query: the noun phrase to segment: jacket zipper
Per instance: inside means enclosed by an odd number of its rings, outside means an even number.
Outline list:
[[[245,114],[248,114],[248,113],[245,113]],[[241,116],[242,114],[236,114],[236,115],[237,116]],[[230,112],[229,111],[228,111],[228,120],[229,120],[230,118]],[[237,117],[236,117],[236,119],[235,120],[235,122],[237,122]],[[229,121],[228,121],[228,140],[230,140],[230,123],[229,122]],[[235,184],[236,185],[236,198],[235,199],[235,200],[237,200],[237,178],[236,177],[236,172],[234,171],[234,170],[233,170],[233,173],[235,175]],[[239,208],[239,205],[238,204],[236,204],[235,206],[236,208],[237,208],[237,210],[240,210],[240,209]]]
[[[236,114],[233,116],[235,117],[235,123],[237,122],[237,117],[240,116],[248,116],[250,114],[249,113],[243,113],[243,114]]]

### GIVEN REQUEST:
Reproduce the material above line for line, with no alterations.

### RESPONSE TO THIS TASK:
query: the noun phrase to segment: jacket zipper
Per instance: inside means enclosed by an odd number of its rings, outside means an even number.
Outline list:
[[[245,114],[248,114],[248,113],[245,113]],[[241,116],[242,114],[236,114],[236,115],[237,116]],[[230,112],[229,111],[228,111],[228,120],[229,120],[230,118]],[[237,117],[236,117],[236,119],[235,120],[235,122],[237,122]],[[229,121],[228,121],[228,140],[230,140],[230,123],[229,122]],[[235,184],[236,185],[236,198],[235,199],[235,200],[237,200],[237,178],[236,177],[236,172],[234,171],[234,170],[233,170],[233,173],[235,175]],[[239,208],[239,205],[238,204],[236,204],[235,206],[236,208],[237,208],[237,210],[240,210],[240,209]]]
[[[236,114],[233,116],[235,117],[235,123],[237,122],[237,117],[240,116],[248,116],[250,114],[249,113],[243,113],[243,114]]]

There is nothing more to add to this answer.